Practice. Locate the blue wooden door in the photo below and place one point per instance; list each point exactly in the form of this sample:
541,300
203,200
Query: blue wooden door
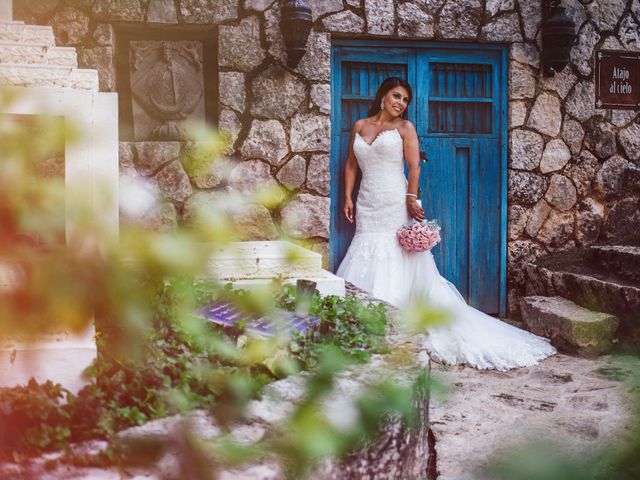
458,111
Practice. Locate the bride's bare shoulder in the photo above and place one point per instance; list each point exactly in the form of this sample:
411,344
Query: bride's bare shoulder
406,128
359,124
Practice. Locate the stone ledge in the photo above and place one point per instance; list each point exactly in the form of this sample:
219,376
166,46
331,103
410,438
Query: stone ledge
27,34
570,327
21,54
569,276
48,76
621,259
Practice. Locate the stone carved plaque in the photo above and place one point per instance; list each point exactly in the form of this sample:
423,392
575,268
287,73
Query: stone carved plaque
167,86
618,80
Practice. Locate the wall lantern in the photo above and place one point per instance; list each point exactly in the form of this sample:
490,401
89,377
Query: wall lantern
295,25
558,36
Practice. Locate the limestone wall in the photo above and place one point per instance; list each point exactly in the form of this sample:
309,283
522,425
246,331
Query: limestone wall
573,169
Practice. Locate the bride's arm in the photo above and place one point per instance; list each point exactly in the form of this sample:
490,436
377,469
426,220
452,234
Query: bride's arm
350,173
412,157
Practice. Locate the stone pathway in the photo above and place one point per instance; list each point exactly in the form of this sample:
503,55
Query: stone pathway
583,403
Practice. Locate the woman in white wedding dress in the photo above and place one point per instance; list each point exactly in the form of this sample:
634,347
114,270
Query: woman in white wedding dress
376,263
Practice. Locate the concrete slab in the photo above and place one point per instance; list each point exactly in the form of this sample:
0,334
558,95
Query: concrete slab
565,399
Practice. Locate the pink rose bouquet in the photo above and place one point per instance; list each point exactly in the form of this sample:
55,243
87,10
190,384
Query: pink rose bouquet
419,236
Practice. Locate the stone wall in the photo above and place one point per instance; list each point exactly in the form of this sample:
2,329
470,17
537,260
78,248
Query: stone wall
573,169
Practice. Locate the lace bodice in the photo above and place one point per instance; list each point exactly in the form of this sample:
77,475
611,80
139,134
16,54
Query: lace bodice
380,206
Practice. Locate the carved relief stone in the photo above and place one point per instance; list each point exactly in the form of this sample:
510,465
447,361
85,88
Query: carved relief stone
167,86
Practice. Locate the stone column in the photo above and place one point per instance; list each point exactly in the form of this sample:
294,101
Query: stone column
6,10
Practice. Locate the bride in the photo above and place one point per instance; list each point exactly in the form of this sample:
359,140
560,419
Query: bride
375,261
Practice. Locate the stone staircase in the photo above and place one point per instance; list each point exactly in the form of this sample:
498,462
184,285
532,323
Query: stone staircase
......
*Your task*: Each line from the one with "Practice. Locate the pink" through the end of the entries above must be set down exactly, both end lines included, and no other line may appear.

*Reply to the exercise*:
Practice. Locate the pink rose bouquet in the photo above and place one point per instance; list each point exactly in the form of this sample:
55,243
87,10
190,384
Query: pink rose bouquet
419,236
Practice. Locate the stone wall in the photo above and place one point per instance; list each point exactly in the form of this sample:
2,329
470,17
537,260
78,248
Query: stone wall
573,169
Practice. Locate the lace bodice in the photo above and place one point per instance; list each point exactly in the form of this sample:
77,475
611,80
139,134
16,54
Query: lace bodice
380,206
Practice. Locate the carved relief stone in the photo above and place one point per instance; list each point exactly in the form of this sample:
510,465
447,361
85,88
Query: carved relief stone
167,86
Practice. Locate the stone column in the photo above and place one point per instance; list each point exactly in the form of this sample:
294,101
Query: stone column
6,10
Practice. Locate the bride in the photo above and place one point per instance; list each point exactly in the form of this sample:
359,140
560,419
Query: bride
375,261
Practice. Locate the stone staircase in the photo above and place one point per instance; list each point exactly in the form of this sample:
498,462
184,285
532,323
Query: stone staircase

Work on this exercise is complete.